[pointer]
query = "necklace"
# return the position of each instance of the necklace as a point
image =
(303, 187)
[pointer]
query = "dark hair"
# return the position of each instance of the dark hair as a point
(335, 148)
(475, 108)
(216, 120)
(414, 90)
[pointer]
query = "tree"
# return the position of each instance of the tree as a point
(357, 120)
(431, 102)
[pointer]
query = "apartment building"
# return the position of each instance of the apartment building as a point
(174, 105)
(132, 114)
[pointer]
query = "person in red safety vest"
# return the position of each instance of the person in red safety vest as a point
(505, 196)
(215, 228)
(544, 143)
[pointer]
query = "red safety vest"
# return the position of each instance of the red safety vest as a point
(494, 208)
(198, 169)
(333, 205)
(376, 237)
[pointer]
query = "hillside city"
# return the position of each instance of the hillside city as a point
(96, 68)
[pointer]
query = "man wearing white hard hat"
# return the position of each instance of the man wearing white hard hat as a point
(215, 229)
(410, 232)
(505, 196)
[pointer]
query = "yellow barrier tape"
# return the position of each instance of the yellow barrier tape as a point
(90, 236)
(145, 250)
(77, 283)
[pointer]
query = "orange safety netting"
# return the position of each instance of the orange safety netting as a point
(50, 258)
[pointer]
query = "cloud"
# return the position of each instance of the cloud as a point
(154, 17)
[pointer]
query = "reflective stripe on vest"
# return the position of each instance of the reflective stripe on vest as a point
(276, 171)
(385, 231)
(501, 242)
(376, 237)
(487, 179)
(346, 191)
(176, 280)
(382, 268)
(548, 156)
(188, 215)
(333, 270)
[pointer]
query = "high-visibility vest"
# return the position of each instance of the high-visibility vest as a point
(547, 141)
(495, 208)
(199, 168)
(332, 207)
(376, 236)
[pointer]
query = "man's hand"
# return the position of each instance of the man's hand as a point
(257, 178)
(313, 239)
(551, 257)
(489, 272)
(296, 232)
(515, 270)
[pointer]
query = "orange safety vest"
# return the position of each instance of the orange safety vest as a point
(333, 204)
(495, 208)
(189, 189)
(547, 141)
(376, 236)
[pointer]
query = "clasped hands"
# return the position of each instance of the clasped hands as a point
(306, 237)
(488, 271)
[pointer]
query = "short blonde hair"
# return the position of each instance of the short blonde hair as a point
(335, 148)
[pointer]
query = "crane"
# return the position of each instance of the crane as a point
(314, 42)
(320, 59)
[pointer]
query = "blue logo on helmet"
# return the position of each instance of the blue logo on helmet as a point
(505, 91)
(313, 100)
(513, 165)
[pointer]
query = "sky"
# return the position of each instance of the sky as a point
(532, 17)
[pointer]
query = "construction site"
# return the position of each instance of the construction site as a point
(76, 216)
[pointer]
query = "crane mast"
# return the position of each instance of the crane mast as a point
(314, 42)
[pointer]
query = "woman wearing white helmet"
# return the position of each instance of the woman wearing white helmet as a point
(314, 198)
══════════════════════════════
**YOUR TASK**. Pick out each line in the rows above that contains the word "site" and copy those lines unchanged.

**EXERCISE OUTPUT**.
query = "construction site"
# return the position of each instance of the construction site as a point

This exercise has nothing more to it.